===== Extracted text
Apollo owns the University of Phoenix Arizona which sells correspondence course leading to worthless degrees. Nurses study but with no nursing experience, they can’t get a job.

These firms were antagonistic to the whole education sector. UNESCO standards recognised education as a fundamental human right, with universities responsible for:

  1. Teaching the next generation to the highest level;
  2. Independent research at arm’s length and;
  3. Providing an independent space where academic freedom can flourish.

The example of Volkswagen, which had falsified nitrous oxide emissions data, thereby poisoning and killing people, had only come to light due to a university disproving the data.

The Tories were attempting to create a market for providers who did not care about the last two things. The number of students claiming support for courses from alternative providers had increased from about 6,000 to 60,000 in the past five years.

The Quality Assurance Agency for Higher Education (QAA) was to be replaced by a Teaching and Excellence Framework (TEF) – allegedly to raise standards, but actually to avoid the ‘pretend’ universities being exposed. They won’t be sending their children to them. Already the amount spent on staff salaries was collapsing at both ends of the higher education spectrum. If the university goes bust – they can simply sell off the property. This is a moment when we can unite across the education sector – take on this government and bring them down.

Gary Heather (Islington Labour Councillor) stressed the need to build political opposition to the WP. He read a text from Jeremy Corbyn, who said that he was seeking a meeting with the University vice-chancellor. Jeremy said that he valued the diversity and opportunity offered by London Met and would always support it.

Mark Campbell, Chair of UCU London Region HE Comm, said that London Met was a proud working class second-chance university and reflected the local community. He said, we’ve got rid of three vice-chancellors since I’ve been here. They say ‘I’m listening’ but that’s meaningless if they ignore everything they hear. This is the 14th section 188 (collective redundancy) notice in ten years. They talk about getting to the right student: staff ratio (SSR), [using this in terms of reducing the staff], but the universities which were higher up the league tables have a lower level of students to staff. By reducing staff you get fewer students applying. It was like ‘victim-blaming’. “But we care about what we do.”
==========
===== Supplied information
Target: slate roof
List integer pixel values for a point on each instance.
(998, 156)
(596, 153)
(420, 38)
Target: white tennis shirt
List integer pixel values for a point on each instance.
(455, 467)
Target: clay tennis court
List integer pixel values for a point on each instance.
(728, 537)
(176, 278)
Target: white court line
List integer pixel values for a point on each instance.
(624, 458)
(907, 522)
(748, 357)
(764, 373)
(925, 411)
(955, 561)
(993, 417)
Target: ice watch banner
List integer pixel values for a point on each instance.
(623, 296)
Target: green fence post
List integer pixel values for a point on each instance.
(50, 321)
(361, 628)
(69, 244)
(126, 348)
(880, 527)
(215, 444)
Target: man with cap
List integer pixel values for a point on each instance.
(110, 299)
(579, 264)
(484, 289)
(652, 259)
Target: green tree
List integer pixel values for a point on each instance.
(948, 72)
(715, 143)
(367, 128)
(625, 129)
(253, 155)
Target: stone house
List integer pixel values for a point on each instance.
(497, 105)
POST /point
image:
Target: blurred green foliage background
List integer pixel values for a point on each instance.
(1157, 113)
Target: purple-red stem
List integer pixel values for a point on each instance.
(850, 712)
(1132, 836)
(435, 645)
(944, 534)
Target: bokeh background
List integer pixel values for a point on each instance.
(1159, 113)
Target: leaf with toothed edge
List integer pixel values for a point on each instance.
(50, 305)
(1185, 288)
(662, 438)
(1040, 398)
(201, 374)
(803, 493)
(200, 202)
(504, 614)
==========
According to the text on higher education, how had the number of students claiming support for courses from alternative providers changed over the past five years?

Problem solution
It had increased from about 6,000 to 60,000.